Document excerpt:
POD: In the wake of the Morisco Revolts of 1568, some wise soul in the Hasburg Court pointed out that banishing the rebels to the lands of their enemies in North Africa was potentially a bad idea, Instead it would be better to deport them to the Spanish Crown's Burgundian lands, where they will be surrounded by Christian rivals and have no choice but to remain loyal/obedient to thier Spanish overlords. To that end, more than 75,000 were shipped and marched to settlements in the Franche-Comte and Spanish Netherlands by 1580.
By 1595, the guy who thought up that scheme died in disgrace, having narrowly escaped prison.
Entire villages in Franche-Comte fled into the Calvinist Jura, while many settled in an area of Geneva known as the 'Moorish Quarter.' Roughly half of them reverted to Islam openly, while the remaining crypto-Muslims saw the teachings of Jean Calvin as a bridge to the True Faith... or at least a less distasteful cloak for same.
The situation in Brabant and Flanders was even more inauspicious. After the gates to Antwerp were opened to the rebels by an alleged Morisco there were frightful attempts to cow the new settlers... which merely insured open flight and the formation of a regiment in return for the right to openly practice Islam. Others migrated more quietly into France where they blended in with the Heugenots(sp?) or across into Aachen and Juelisch-Kleve-Berg.

Records for this exercise:
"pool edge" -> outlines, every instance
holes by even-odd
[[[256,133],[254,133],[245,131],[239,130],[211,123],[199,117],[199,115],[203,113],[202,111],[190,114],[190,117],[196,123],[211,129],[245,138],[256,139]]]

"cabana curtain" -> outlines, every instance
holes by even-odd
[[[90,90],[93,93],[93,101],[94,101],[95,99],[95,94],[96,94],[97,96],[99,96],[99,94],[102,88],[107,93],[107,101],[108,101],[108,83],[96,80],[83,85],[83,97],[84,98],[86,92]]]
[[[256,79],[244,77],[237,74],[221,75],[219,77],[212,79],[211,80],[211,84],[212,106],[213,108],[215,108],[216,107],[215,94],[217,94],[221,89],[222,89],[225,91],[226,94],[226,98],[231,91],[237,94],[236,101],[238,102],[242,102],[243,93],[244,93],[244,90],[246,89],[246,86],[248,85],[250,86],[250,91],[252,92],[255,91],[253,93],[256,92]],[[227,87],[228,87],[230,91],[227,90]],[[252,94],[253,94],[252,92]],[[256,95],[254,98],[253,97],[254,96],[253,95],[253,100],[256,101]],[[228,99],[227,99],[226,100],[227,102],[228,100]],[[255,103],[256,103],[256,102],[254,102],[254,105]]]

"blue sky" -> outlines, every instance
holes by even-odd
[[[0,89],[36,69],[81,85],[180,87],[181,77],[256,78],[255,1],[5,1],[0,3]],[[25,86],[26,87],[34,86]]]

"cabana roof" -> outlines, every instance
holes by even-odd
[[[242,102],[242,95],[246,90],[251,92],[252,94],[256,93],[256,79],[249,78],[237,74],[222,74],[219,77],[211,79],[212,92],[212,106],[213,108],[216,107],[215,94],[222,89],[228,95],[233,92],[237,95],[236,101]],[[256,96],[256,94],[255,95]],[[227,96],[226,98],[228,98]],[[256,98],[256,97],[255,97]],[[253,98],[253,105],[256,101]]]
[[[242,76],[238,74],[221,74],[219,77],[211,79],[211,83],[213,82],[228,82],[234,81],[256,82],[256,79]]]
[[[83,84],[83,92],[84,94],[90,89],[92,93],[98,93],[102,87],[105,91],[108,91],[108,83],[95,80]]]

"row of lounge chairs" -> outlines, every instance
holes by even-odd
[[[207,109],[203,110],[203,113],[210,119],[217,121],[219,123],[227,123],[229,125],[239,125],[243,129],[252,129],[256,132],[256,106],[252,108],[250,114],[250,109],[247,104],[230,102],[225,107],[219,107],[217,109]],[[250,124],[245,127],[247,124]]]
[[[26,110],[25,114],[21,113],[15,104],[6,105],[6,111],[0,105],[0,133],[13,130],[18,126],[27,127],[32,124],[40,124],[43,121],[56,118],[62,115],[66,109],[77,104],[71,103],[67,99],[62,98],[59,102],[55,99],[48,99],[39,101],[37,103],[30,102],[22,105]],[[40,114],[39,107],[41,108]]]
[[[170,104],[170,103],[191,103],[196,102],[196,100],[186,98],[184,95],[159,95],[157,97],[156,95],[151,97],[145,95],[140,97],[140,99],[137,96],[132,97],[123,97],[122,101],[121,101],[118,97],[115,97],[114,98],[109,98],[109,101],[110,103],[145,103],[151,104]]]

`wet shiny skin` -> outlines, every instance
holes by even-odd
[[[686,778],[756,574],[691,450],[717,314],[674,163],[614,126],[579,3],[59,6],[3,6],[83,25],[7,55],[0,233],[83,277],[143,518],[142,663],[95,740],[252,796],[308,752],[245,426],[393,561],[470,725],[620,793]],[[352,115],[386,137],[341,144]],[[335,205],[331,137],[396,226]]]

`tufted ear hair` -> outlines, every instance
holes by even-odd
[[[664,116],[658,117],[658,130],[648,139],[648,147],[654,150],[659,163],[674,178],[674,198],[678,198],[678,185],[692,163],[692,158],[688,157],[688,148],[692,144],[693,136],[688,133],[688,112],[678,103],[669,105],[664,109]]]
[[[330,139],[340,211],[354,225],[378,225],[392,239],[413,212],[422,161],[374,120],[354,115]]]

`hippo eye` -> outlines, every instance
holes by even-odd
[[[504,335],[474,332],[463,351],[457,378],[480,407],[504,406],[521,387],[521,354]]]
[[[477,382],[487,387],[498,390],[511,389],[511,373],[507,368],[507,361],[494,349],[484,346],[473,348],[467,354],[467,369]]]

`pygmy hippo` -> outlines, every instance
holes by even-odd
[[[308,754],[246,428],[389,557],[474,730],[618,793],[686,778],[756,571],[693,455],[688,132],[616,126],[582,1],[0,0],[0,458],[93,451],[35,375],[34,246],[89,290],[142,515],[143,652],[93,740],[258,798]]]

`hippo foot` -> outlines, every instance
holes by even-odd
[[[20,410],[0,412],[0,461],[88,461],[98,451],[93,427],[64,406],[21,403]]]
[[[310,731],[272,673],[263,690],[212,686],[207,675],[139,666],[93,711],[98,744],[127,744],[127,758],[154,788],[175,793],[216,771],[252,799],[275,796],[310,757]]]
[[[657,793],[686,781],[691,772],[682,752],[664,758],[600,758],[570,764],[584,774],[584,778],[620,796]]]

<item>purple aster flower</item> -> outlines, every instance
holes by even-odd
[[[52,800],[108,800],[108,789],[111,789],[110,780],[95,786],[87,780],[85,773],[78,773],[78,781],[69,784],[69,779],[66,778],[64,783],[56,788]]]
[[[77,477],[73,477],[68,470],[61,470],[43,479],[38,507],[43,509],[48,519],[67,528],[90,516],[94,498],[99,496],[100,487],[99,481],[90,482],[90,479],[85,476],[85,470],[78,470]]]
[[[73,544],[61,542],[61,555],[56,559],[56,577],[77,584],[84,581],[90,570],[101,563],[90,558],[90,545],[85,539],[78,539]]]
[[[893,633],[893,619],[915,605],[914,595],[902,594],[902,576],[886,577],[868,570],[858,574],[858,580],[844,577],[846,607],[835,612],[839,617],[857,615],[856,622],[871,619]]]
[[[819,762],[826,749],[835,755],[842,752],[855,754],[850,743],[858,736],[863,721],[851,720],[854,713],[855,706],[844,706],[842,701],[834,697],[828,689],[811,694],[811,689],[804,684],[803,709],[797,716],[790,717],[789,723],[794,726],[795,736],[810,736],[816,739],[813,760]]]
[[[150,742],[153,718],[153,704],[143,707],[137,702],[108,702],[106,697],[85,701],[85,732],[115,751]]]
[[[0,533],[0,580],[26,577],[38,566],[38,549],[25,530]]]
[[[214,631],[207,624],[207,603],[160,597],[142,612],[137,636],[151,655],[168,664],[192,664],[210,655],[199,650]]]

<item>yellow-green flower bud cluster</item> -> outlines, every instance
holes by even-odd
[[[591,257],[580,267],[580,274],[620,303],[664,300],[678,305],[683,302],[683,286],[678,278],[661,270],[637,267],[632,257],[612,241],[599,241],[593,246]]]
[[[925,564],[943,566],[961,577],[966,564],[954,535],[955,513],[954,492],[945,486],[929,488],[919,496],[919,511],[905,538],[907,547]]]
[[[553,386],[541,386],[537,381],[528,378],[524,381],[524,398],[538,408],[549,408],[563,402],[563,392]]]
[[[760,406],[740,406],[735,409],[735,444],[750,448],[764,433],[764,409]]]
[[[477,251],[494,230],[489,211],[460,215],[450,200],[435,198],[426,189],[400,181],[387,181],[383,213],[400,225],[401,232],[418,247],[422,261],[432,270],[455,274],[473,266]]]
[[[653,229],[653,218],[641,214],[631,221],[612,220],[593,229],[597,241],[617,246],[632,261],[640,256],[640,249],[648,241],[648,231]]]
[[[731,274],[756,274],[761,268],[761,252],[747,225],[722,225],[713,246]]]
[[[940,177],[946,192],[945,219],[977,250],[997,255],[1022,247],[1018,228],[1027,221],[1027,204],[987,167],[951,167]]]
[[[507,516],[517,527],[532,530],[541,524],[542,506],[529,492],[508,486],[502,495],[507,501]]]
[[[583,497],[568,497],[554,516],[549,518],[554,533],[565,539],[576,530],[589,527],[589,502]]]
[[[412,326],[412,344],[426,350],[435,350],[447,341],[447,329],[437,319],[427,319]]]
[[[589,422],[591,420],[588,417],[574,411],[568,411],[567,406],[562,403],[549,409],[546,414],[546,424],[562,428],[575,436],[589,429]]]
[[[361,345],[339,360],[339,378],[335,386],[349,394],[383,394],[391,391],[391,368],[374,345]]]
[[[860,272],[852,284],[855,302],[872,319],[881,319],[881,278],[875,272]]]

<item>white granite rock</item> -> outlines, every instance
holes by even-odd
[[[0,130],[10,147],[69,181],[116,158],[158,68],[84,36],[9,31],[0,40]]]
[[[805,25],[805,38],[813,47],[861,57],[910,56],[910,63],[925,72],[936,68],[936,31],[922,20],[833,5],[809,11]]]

The tasks:
1. From the records, pull out every line that contains the string "cabana".
2. Continue the alternate-history text on the Morisco deportations from where it stops.

Answers for the tasks:
1.
"cabana curtain" -> outlines, every instance
"cabana roof" -> outlines, every instance

2.
By the 17th century there were scattered communities of Muslims from Amsterdam to Geneva, growing both by natural reproduction and (due to the religious ferment of the Reformation) conversion. Many remained in thier own towns and villiages, but a full third established themselves in various cities as tradesmen. These communities were also the source of a disproportionate degree of theological scholarship both in Arabic and the local veranculars (the publication in 1610 of the bilingual Kuran Utrecht* in Nederlands and transliterated Arabic was largely seen as unprecedented... but soon proved far from unique). The writings of the physician Jozef Abensen on properly keeping the faith in a wholly infidel land such as the court of Copenhagen gained him a seat at Al-Azhar. The Thirty Years War found many 'Moorish' mercenaries fighting for the Protestant cause as well as missionaries quietly recruiting refugees, and it's end left penny packets throught the northern HRE both in monoreligious hamlets and major cities.
(*: The orthography for this tome, with only minor modifications, remains the most accepted romanization system for Arabic)
Long term ramifications?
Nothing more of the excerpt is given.